▶ Exercise: Copy each of the entries below word for word.

▶ Data:
● ● ● ● ●
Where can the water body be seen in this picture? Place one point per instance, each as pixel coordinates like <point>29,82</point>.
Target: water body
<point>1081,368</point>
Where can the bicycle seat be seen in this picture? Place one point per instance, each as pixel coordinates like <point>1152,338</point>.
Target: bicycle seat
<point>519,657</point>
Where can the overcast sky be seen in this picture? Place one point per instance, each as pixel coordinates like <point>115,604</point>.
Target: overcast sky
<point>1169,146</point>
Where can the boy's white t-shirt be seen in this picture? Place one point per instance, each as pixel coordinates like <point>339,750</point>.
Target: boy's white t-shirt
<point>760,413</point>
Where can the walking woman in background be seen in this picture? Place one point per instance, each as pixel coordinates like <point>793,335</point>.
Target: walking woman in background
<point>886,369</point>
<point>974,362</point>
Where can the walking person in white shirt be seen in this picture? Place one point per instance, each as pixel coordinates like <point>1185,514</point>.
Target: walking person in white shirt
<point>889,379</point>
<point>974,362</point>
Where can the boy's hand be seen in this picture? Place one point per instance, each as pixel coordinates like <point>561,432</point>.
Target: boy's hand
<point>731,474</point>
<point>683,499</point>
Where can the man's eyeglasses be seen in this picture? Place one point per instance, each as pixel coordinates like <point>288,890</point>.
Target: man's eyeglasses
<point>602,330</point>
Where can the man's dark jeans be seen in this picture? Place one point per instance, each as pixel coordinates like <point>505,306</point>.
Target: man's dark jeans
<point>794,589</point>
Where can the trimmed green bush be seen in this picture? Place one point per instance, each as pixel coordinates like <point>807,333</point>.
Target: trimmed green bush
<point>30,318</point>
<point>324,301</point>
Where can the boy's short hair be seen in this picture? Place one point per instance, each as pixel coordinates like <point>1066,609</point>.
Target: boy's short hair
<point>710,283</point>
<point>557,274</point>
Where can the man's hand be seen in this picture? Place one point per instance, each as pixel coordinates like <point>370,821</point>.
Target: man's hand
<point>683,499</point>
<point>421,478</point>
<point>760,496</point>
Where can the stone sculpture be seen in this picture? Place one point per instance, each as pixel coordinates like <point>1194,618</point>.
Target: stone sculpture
● ● ● ● ●
▶ Task output:
Where can the water body be seen in this picture? Place one point per instance, each as pixel coordinates like <point>29,82</point>.
Target: water body
<point>1081,368</point>
Where can the bicycle seat be seen in this picture? Place one point per instance, each as pixel coordinates like <point>1152,338</point>.
Target: bicycle seat
<point>519,657</point>
Where can the overcast sky be seen in this picture? Place one point per instance, each as pixel coordinates like <point>115,604</point>.
Target: overcast sky
<point>1169,146</point>
Where can the boy's white t-shirt be seen in this picture? Place one point per instance, each as pixel coordinates like <point>339,750</point>.
Target: boy's white t-shirt
<point>760,413</point>
Where can the walking woman in background be seen in this picture? Place one point per instance, each as pixel coordinates like <point>793,335</point>.
Target: walking woman in background
<point>886,369</point>
<point>974,362</point>
Where can the walking person in white shirt be seen in this picture? Place one point per instance, each as pixel coordinates like <point>1185,514</point>.
Target: walking person in white shirt
<point>889,379</point>
<point>974,362</point>
Where can the boy's hand be seen in this picture? Place one point per instance, each as pixel coordinates like <point>561,432</point>.
Target: boy's hand
<point>731,474</point>
<point>683,499</point>
Where can the man's eyeglasses be seen in this picture? Place one point per instance, each as pixel coordinates like <point>288,890</point>.
Target: man's eyeglasses
<point>602,330</point>
Where can the man's dark jeans be seen in this picture? Place one point per instance, each as pixel coordinates like <point>505,306</point>.
Target: man's dark jeans
<point>794,589</point>
Where can the trimmed green bush be seen in this picture? Place one point per instance, each as pixel coordinates like <point>807,333</point>.
Target: trimmed green bush
<point>30,318</point>
<point>324,301</point>
Where can the boy's short hair be seen in this picture? Place one point per instance, each as pixel coordinates like <point>1066,609</point>.
Target: boy's short hair
<point>710,283</point>
<point>557,274</point>
Where can the man's hand be seen in this picture? Place one point per instance, each as pixel coordinates like <point>370,821</point>.
Target: man's hand
<point>683,499</point>
<point>421,478</point>
<point>760,496</point>
Where can the stone sculpture be seen in this picture? Place one point per instance, each as pixel coordinates like <point>1194,618</point>.
Target: stone sculpture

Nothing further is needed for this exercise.